Stated problem =
Every entry must be given again exactly.

Records for the task =

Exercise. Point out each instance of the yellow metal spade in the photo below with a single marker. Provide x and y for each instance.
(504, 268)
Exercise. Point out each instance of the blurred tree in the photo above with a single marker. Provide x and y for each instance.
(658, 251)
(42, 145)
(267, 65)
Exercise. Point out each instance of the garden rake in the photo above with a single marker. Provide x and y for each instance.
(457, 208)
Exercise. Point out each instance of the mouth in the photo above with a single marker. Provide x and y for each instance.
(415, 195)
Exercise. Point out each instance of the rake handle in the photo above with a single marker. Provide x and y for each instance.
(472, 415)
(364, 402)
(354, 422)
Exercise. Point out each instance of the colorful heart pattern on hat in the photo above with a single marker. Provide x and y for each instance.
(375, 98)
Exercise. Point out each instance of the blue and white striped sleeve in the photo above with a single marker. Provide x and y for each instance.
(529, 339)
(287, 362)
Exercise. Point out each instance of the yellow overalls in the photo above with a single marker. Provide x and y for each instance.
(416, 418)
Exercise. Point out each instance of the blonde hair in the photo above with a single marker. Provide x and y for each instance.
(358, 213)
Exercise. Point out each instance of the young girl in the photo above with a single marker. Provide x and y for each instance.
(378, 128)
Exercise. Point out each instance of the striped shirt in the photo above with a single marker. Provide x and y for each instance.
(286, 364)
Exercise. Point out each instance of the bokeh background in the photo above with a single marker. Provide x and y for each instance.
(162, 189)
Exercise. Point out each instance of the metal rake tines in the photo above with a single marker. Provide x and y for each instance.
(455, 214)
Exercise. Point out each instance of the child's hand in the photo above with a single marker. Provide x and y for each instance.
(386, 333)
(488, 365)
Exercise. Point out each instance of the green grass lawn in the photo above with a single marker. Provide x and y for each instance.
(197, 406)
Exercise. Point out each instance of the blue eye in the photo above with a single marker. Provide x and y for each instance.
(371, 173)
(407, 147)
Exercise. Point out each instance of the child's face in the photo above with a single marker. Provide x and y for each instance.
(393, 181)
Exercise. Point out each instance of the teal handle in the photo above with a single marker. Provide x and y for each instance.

Answer to this exercise =
Exercise. Point out each instance of the yellow metal spade in the photo below with a single marker. Provide x and y for each instance.
(504, 268)
Exercise. Point out each instance of the blurred tree in the photo above with a single marker. Provide x and y for each instance.
(658, 251)
(42, 145)
(267, 65)
Exercise. Point out each instance of the garden rake in the photo above with a single marker. Provide x and y for each instance.
(457, 208)
Exercise. Point out each instance of the mouth in the photo above with a single marker. Provide x and y for each instance.
(415, 195)
Exercise. Point out each instance of the rake handle in the photo above with a single marker. Provide x and y for each instance.
(472, 415)
(364, 402)
(354, 422)
Exercise. Point out each instance of the colorful heart pattern on hat in the photo above with a single marker. Provide x and y for each instance.
(375, 98)
Exercise. Point out each instance of the blue and white striped sleeve in the photo above with a single marker. Provide x and y for each instance.
(529, 339)
(287, 362)
Exercise. Point out each instance of the yellow overalls in the photo above with a single marker. Provide x and y for each instance.
(416, 418)
Exercise. Point out each instance of the blonde hair in the photo above with a single marker. Provide x and y for each instance.
(358, 213)
Exercise. Point out each instance of the young girl in the photo above with a single marker. Provide x and y for each instance.
(378, 128)
Exercise. Point out each instance of the striped shirt in the photo above with a single marker. Provide x and y for each instance.
(286, 364)
Exercise. Point out each instance of the bokeh background in the photo above with a single marker. Provide x and y for each instance.
(162, 189)
Exercise. Point out each instance of the metal rake tines in the photo above with a single marker. Provide x and y for each instance.
(455, 214)
Exercise. Point out each instance of the child's hand in the photo above with a single marker. Provide x and y for each instance.
(386, 333)
(488, 365)
Exercise. Point out each instance of the green grass lawn in the photo above with a single marker. Provide x and y for each instance.
(197, 406)
Exercise. Point out each instance of the blue eye in the photo above with a single marker. Provide x and y for each instance.
(371, 173)
(407, 147)
Exercise. Point out each instance of the child's face in the photo above with a single marker. Provide x and y for each instance.
(393, 181)
Exercise. Point out each instance of the teal handle in the photo above with a single marker. Provide x and y for each instance.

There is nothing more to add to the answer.